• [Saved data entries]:
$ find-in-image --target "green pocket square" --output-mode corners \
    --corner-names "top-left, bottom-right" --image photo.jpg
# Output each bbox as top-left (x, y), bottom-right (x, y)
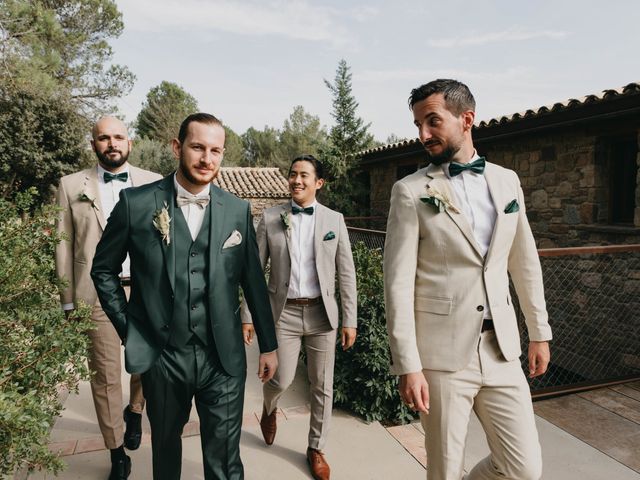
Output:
top-left (323, 231), bottom-right (335, 241)
top-left (504, 199), bottom-right (519, 214)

• [Problem details]: The lines from the one containing "# Output each" through the last line of the entries are to be copied exactly, both ends included, and the pictures are to be omitted.

• [Solution to the problem]:
# Output each bbox as top-left (x, y), bottom-right (x, y)
Output:
top-left (323, 231), bottom-right (335, 241)
top-left (504, 199), bottom-right (519, 214)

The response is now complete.